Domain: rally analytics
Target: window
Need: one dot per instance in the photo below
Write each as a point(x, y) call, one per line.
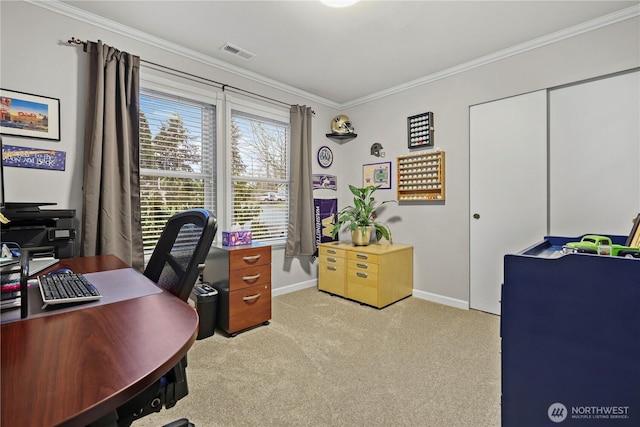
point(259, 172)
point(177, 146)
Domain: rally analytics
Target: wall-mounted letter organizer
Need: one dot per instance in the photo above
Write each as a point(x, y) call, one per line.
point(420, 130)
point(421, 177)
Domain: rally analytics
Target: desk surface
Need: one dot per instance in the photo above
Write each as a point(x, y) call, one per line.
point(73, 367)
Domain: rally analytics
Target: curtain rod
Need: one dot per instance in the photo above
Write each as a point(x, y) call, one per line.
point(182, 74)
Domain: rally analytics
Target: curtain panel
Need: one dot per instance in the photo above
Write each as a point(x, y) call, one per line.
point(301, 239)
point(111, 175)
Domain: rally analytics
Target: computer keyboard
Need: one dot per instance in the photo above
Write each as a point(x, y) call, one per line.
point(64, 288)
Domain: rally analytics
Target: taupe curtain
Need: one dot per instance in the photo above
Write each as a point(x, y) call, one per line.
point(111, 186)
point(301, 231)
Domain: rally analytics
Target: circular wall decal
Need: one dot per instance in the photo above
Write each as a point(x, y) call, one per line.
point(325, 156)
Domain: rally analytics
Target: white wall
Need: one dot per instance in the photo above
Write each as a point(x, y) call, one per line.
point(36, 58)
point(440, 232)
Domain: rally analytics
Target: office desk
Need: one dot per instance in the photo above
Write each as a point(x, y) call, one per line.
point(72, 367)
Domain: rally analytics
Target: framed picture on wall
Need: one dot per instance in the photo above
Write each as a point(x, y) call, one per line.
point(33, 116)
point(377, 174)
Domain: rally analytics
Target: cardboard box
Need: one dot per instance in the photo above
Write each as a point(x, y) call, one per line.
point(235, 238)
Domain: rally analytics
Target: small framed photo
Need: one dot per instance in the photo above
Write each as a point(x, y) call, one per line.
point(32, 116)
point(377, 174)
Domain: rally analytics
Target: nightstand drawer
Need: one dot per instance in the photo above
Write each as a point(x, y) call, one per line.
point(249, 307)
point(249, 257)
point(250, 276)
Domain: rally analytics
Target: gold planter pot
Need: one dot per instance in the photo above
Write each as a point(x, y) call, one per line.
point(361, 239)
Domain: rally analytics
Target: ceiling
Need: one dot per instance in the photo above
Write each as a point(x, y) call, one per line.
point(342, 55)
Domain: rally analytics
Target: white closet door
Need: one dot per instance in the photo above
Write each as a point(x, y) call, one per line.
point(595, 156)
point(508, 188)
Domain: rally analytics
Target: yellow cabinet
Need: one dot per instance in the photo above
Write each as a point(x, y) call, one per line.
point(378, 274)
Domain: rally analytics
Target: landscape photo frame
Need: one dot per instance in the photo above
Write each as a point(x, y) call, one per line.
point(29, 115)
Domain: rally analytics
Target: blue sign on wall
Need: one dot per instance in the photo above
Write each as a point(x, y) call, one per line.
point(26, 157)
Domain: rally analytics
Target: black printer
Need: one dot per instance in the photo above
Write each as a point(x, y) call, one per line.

-*-*-

TO DO
Copy out all the records exactly, excluding pictures.

WRITTEN ANSWER
Domain: rally analytics
Target: window
Need: one dot per instance in the photo below
Write each as a point(x, y) call, one per line.
point(259, 172)
point(177, 146)
Domain: rally analytics
Target: wall-mounted letter organizer
Need: one dot per instance in the photo above
Write each as a point(x, y) call, one per line.
point(420, 130)
point(421, 177)
Domain: rally analytics
Target: desk surface
Need: one dot per instance in the photo above
Write each as a point(x, y) call, one per line.
point(73, 367)
Domain: rally analytics
Target: curtain rod
Need: one dot per instance in the photo above
Write each as a point(x, y) call, one per line.
point(182, 74)
Domain: rally analytics
Target: curtain panel
Need: one dot per instance in the photo above
Write each as a point(x, y) call, one per line.
point(301, 239)
point(111, 175)
Domain: rally analytics
Target: computer keyboard
Need: one dot per instance in the photo above
Write each as a point(x, y) call, one per line.
point(64, 288)
Domain: rally analytics
Target: taupe curtain
Need: one dot per instance in the photo above
Write each as a point(x, y) call, one per line.
point(111, 186)
point(301, 231)
Domain: rally analytics
Target: circular wall decal
Need: one dot per instance in the photo above
Write each as a point(x, y) call, one per line.
point(325, 156)
Domain: rally analytics
Target: white wall
Need: one dot per instance in the photo above
Write each as a point(x, y) call, one per line.
point(36, 58)
point(440, 232)
Domain: rally analytics
Target: office desk
Need: one dot per instance in the photo above
Write each as a point(x, y) call, one per line.
point(72, 367)
Domain: rally analytics
Target: framed picture on wall
Need: one dot per instance in the photo above
Write each as a point(x, y) call, one per line.
point(33, 116)
point(377, 174)
Domain: rally analytics
Target: cardboard box
Need: one dot per instance in the photo above
Write each as a point(x, y) call, one per line.
point(235, 238)
Domain: rally analytics
Target: small framed photo
Need: one dot per instance in the photo above
Write each as a point(x, y) call, one per line.
point(32, 116)
point(377, 174)
Domain: rally analytics
Target: nightstand drawer
Need: one dot per instance in the photo above
Write each as a point(x, y) call, one per line.
point(249, 307)
point(249, 257)
point(250, 276)
Domain: rally analytics
Target: gold planter pot
Need: one dot per instance in the photo above
Write each as a point(x, y) call, one per line.
point(361, 239)
Domain: rally analytics
Target: ceiling
Need: one dot per instance in the photo above
Write each as a point(x, y) call, one per line.
point(342, 55)
Domain: rally analytics
Target: white closet door
Need: one dot per instance in the photo above
Write each as a point(x, y) call, one per line.
point(595, 156)
point(508, 188)
Domain: rally analytics
Target: yellow cabinet
Need: one dot per instance in the photo above
Write each as a point(x, y) call, one per line.
point(378, 274)
Domain: rally analytics
Target: landscape photo frame
Need: one dot per instance in the photo above
Write each as a point(x, y) call, one per line.
point(29, 115)
Domain: rally analytics
Target: blue sign on wall
Need: one dot per instance in the photo above
Write each as a point(x, y) call, one per line.
point(26, 157)
Domain: rally analytics
Target: black printer
Need: one dot per instance in the photo above
Write each as a point(x, y) call, one per line.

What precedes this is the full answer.